=== INFORMATION PROVIDED ===
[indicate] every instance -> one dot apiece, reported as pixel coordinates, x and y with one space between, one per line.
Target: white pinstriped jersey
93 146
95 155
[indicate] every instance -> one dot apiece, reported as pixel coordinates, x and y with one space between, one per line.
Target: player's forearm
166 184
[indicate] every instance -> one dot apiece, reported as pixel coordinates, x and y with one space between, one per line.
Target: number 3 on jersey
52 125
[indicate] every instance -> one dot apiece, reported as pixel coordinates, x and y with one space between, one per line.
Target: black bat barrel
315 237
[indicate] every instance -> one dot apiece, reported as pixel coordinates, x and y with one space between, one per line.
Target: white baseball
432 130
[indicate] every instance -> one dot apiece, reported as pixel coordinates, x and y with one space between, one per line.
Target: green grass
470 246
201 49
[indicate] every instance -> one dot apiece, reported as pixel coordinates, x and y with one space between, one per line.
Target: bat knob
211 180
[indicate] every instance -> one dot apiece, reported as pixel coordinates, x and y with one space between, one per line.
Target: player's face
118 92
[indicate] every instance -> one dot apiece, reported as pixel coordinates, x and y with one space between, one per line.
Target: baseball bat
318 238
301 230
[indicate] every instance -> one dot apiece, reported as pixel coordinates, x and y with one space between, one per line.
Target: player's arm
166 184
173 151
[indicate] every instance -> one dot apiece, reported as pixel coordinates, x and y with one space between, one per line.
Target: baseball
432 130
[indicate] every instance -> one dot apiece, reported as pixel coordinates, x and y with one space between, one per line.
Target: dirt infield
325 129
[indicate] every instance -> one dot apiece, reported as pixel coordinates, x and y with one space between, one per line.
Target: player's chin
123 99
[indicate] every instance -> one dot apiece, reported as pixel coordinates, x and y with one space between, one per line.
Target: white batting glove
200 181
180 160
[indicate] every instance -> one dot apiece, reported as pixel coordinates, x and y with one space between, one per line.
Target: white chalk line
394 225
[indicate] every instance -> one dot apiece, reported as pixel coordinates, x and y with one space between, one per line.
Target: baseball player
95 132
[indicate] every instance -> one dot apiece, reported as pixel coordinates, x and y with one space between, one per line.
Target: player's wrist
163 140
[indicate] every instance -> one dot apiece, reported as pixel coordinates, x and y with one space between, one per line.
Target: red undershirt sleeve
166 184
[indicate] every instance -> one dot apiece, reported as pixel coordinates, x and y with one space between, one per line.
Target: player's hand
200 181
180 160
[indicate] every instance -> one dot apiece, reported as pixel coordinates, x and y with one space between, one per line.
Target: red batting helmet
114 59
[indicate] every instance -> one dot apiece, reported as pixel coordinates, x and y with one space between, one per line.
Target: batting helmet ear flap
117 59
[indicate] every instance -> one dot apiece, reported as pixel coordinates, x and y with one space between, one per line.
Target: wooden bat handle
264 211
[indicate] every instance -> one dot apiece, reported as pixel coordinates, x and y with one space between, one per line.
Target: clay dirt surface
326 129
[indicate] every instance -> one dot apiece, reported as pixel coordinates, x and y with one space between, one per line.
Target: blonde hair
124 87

* * *

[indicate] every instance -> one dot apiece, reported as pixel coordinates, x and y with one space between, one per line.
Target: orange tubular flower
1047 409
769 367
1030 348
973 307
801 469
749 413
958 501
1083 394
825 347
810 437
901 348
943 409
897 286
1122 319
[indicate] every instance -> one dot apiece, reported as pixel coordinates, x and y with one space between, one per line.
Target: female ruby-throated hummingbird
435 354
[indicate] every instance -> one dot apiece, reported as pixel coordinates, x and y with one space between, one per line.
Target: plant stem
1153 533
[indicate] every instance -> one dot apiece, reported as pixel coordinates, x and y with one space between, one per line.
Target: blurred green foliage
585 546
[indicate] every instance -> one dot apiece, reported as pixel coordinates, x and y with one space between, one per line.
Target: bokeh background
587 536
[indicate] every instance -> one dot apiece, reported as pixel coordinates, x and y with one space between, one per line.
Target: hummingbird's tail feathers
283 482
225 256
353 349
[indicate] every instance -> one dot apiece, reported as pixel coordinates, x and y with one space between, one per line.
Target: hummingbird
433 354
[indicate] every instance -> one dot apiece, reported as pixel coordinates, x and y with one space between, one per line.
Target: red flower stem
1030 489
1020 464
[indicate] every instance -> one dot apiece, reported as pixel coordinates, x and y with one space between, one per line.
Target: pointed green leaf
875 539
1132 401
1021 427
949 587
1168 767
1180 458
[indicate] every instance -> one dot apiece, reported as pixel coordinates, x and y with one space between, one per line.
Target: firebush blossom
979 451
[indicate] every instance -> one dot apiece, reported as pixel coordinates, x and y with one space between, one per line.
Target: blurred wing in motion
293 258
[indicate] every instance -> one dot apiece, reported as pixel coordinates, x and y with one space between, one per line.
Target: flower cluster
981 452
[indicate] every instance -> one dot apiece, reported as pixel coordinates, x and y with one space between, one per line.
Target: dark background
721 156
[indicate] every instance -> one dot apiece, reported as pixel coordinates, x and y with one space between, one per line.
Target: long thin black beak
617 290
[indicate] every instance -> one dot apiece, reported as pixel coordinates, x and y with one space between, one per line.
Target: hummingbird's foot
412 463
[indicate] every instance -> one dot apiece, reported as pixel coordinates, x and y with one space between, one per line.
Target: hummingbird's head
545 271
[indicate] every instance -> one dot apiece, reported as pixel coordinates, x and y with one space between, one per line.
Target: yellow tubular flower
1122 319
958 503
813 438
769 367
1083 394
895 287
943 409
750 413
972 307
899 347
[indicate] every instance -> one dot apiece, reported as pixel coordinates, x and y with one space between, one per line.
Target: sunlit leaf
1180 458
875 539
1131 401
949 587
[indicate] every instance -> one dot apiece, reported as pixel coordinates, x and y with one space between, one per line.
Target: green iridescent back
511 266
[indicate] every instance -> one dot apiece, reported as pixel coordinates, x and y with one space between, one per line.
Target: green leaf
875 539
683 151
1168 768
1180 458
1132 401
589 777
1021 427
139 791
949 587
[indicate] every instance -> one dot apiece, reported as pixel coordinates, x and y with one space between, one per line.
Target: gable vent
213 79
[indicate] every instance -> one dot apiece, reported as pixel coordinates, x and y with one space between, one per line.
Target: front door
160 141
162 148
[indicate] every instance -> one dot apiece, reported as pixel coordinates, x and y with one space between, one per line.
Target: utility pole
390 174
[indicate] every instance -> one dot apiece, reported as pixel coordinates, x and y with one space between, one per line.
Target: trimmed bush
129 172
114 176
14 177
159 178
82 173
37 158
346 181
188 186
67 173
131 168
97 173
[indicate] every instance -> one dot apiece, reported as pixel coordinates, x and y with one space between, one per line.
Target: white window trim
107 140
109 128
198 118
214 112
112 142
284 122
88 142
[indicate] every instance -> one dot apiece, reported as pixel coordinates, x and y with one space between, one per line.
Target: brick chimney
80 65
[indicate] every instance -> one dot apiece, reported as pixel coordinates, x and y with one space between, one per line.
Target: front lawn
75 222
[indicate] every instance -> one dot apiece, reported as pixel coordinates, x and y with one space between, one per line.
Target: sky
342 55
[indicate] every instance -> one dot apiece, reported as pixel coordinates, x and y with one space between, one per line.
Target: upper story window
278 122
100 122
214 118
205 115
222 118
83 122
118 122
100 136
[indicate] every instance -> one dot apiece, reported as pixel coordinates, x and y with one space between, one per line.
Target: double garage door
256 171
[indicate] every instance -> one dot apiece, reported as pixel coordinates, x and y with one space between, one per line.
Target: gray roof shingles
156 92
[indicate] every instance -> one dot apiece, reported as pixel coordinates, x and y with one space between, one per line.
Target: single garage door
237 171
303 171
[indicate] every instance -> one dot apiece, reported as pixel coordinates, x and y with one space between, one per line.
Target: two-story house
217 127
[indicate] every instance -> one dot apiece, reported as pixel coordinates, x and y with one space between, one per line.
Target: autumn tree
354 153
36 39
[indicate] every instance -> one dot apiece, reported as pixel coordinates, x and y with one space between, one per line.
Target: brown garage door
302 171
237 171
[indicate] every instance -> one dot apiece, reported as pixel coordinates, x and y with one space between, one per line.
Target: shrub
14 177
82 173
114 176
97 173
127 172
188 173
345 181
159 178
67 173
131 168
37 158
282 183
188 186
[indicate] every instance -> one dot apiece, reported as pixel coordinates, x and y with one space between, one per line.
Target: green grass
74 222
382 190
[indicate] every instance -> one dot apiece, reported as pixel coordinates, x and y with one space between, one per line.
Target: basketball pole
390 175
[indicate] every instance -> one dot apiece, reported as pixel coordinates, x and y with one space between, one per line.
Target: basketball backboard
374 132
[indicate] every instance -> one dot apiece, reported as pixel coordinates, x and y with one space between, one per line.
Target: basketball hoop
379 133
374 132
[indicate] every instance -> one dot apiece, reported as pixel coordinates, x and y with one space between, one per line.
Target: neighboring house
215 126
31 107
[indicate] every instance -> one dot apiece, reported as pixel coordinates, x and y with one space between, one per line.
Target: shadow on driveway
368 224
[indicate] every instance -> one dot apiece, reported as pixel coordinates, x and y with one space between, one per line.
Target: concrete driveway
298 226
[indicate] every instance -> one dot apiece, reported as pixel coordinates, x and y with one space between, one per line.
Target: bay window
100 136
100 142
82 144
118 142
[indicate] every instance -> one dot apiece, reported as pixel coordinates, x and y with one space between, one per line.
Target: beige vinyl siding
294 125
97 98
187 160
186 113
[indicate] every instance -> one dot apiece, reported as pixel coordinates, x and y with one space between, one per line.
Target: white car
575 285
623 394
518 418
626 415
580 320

---

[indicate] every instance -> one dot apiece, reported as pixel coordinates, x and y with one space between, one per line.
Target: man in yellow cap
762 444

=== EXERCISE GOAL ===
Show each line above that contains the string "dirt", matching case exactly.

=== THE OUTPUT ===
Target: dirt infield
Target: clay dirt surface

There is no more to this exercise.